# Data shown
+--
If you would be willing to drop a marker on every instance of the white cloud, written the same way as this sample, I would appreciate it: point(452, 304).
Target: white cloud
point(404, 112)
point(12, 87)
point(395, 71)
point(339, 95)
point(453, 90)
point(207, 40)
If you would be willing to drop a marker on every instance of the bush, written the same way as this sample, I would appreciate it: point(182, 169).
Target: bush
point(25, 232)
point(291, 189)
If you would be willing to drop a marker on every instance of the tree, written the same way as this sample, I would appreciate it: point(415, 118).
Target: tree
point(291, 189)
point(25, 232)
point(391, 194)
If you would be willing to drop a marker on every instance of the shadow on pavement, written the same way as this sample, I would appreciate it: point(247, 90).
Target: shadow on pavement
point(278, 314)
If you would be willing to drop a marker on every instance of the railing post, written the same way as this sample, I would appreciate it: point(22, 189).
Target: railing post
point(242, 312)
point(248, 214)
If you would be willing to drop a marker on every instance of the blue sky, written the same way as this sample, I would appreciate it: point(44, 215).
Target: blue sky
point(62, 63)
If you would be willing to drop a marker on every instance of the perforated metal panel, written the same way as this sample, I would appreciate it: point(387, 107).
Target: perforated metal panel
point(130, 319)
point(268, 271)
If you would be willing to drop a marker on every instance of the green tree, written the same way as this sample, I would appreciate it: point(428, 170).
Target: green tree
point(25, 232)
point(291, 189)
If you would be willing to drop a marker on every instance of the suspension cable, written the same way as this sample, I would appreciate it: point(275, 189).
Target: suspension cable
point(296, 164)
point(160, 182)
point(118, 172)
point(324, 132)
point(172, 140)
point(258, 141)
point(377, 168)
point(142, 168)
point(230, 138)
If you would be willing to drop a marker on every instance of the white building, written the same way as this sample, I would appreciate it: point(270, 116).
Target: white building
+--
From the data, list each line in which the string "building" appears.

If you would be willing to drop a marker on every instance of the white building, written the same way as this sample, I would appreciate it: point(270, 116).
Target: white building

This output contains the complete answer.